Please rewrite every line of the items between the line containing "As a courtesy, could you identify the khaki" and the line containing "[0,0,366,234]", inclusive. Raise each bounding box coordinate by 132 and keep all other text the same.

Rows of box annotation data
- - - - -

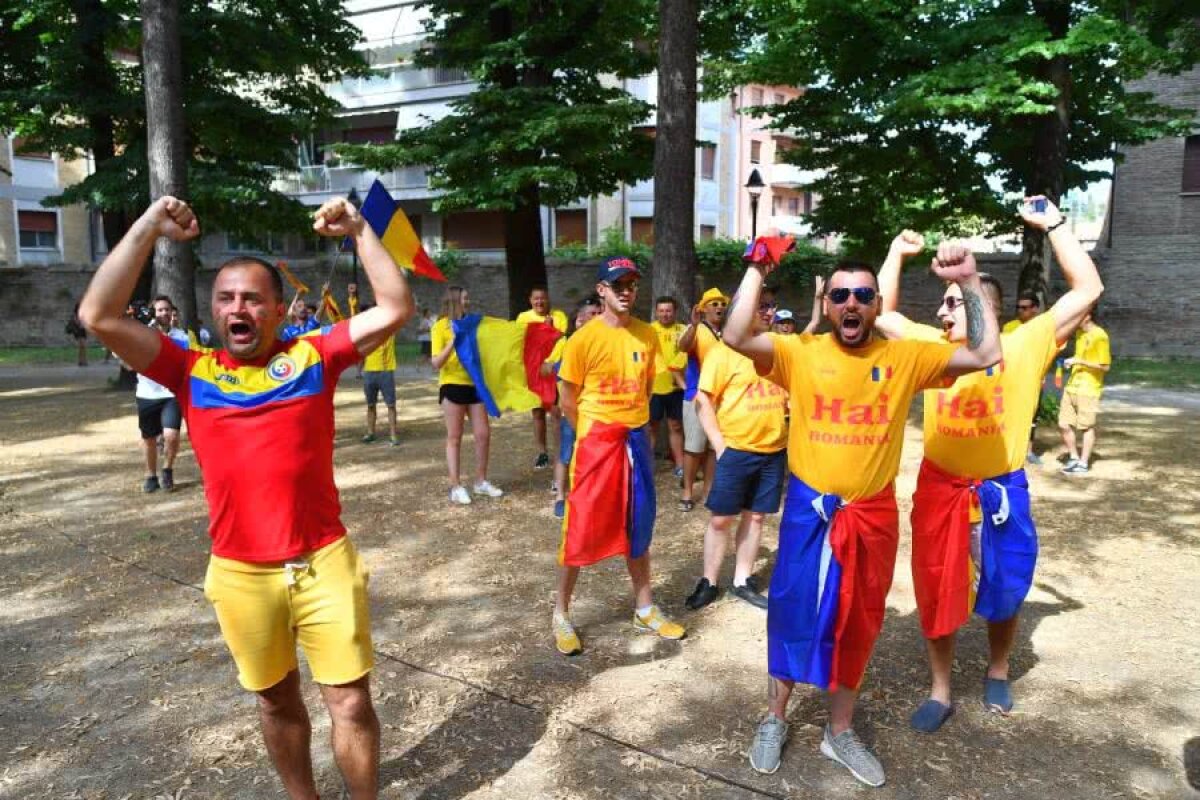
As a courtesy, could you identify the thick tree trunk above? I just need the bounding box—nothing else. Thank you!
[1018,0,1072,302]
[140,0,196,325]
[654,0,700,307]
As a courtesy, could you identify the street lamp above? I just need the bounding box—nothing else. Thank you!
[746,168,767,239]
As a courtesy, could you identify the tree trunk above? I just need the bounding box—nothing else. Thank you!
[1018,0,1070,303]
[140,0,196,325]
[653,0,700,307]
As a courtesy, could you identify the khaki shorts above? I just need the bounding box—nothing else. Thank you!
[683,399,708,455]
[1058,392,1100,431]
[204,536,374,692]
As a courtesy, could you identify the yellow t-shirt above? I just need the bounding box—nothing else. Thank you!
[362,333,396,372]
[700,343,787,453]
[650,321,688,395]
[1063,324,1112,397]
[558,319,659,439]
[767,333,958,500]
[516,308,566,333]
[430,317,475,386]
[904,312,1058,480]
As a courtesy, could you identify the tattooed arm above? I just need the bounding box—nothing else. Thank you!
[934,242,1001,378]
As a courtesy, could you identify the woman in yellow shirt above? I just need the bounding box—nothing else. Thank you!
[430,287,504,505]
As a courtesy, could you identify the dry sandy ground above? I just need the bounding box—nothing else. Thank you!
[0,368,1200,800]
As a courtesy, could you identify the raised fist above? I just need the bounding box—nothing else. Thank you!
[142,194,200,241]
[931,241,978,283]
[892,228,925,258]
[312,197,365,236]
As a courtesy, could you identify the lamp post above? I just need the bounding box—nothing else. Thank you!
[346,186,360,285]
[746,168,767,240]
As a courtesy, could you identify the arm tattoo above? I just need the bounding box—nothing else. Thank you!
[962,289,985,350]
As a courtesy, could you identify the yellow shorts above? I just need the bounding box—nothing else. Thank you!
[1058,392,1100,431]
[204,536,374,692]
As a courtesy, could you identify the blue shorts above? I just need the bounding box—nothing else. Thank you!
[362,371,396,408]
[558,414,575,467]
[704,447,787,517]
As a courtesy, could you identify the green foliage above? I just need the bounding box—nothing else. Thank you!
[706,0,1200,255]
[338,0,654,210]
[0,0,366,234]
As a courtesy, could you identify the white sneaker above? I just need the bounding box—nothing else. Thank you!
[472,481,504,498]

- - - - -

Task output =
As a courtesy, could you identify the khaki shorts above? I just need the bounding box—nothing else. Thank you!
[815,531,840,587]
[1190,524,1232,563]
[336,668,506,824]
As a courtesy, could you identify the yellow t-shirt above? I just need the bounding box—nothing else. Thank you!
[494,465,528,504]
[832,475,919,585]
[782,453,820,527]
[1195,456,1244,529]
[690,451,791,571]
[899,465,1090,632]
[648,440,698,465]
[562,449,607,518]
[1036,444,1190,612]
As a courtesy, could you identify the tattooed arm above? I just need the bounding box—nothing else. Thank you!
[1066,374,1133,510]
As a courtesy, could you identify the woman in yellow shirt above? I just need the bounding box—nothing else. Thank you!
[562,419,636,637]
As a courtesy, could you identify the dry sandy ground above? I just need the bounding box—nothing else. Thank you!
[132,500,1332,932]
As a courtesy, could you identify the raised fist above? I just need the bounding box—nothing else. Thank you!
[274,326,332,373]
[1063,373,1110,415]
[1024,360,1057,390]
[444,329,497,368]
As a courtesy, could you identify the lamp post above? I just need the bounding box—nothing else. Thank you!
[478,318,492,417]
[878,300,899,372]
As a courtesy, could you identify the arm tattoo above? I just need the bounding box—nothing else. Thank you!
[1094,421,1117,482]
As a courtesy, could you identify the yellow shorts above? I just need the bounding box—nothing else. Thank you!
[1190,524,1232,563]
[336,668,506,824]
As a courtesy, could you identify the blue shorts above? I just need the bounding box—nothing else. Thank you!
[494,503,528,540]
[690,546,707,599]
[836,579,919,649]
As a courtesy, could you identify the green foliage above? I just need the bounding box—nothing else. Thank you!
[838,132,1332,387]
[470,132,786,342]
[132,132,498,366]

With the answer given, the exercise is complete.